Action item :: Across all the entries below, how many lines mention the string "wire"? Respond with a single number.

Dataset records ::
....

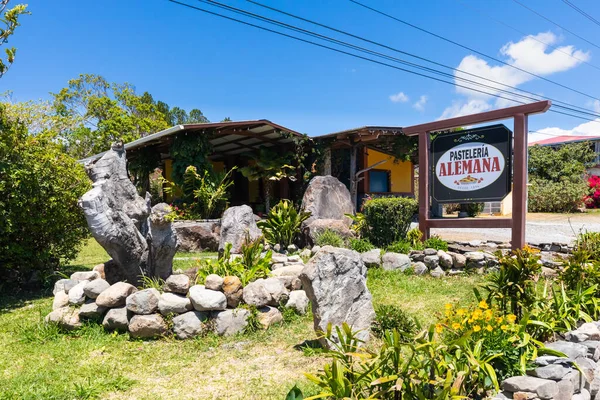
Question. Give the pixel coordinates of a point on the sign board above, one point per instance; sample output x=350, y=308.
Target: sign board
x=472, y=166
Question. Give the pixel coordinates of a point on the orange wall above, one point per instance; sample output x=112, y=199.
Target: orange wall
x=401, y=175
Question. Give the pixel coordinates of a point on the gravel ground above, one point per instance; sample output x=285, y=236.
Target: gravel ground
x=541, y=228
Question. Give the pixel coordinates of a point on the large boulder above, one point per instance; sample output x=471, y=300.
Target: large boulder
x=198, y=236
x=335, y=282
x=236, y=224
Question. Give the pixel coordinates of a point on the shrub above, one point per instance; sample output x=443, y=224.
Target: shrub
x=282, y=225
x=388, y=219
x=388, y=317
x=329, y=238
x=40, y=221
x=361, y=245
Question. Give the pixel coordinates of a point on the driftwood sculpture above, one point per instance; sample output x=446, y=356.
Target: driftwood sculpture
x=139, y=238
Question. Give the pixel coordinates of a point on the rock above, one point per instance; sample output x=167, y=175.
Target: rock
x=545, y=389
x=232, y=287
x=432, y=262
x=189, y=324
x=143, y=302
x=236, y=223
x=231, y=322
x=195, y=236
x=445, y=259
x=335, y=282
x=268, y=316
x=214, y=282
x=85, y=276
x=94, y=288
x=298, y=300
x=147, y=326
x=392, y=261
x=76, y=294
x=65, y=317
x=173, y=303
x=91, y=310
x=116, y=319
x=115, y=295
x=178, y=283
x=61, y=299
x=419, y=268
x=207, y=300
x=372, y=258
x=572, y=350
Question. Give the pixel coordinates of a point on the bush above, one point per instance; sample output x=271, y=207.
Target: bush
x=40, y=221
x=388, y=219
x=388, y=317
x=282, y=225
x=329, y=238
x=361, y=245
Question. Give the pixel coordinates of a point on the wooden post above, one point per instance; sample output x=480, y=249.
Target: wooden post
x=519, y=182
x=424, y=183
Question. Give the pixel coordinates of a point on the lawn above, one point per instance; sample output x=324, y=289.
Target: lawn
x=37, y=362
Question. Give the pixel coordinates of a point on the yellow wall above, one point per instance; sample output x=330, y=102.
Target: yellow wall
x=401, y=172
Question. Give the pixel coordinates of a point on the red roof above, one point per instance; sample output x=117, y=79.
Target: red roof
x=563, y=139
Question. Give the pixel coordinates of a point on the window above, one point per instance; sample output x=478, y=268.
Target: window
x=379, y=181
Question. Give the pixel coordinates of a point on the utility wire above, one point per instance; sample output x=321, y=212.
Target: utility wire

....

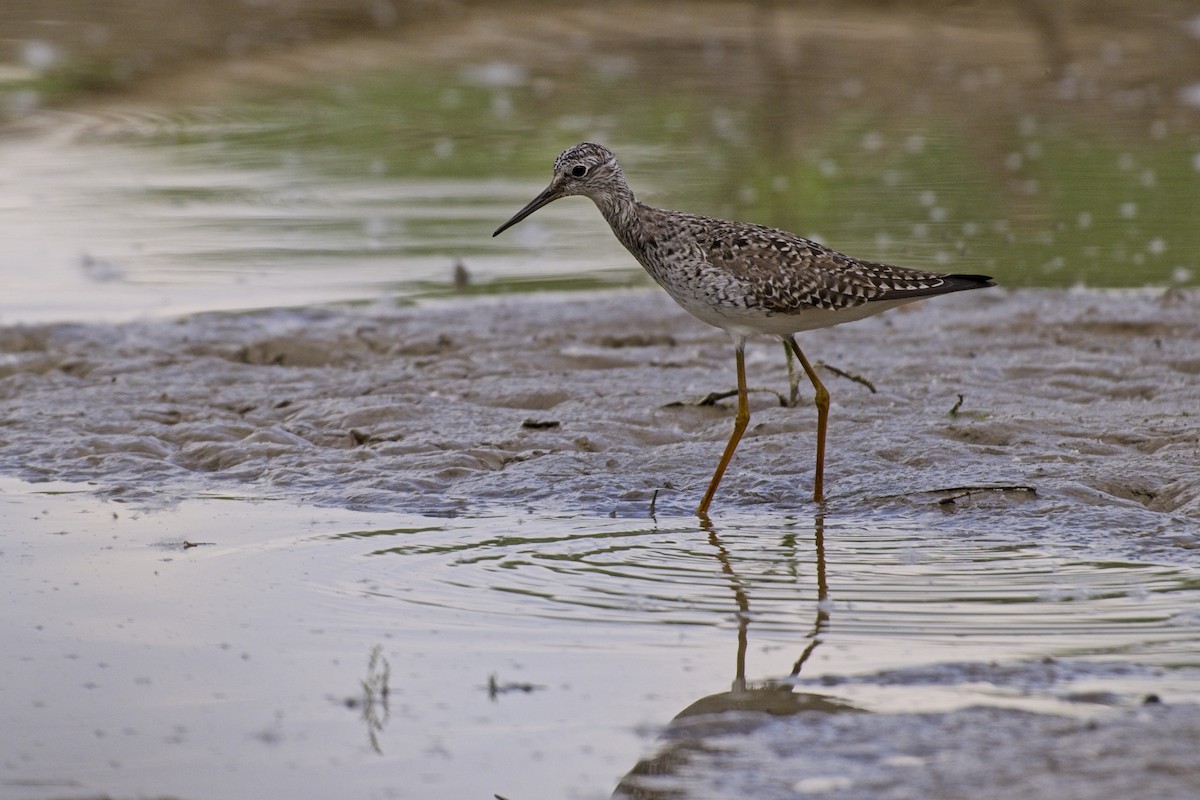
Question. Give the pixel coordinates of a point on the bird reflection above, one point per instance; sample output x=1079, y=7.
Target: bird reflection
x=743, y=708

....

Answer section :: 2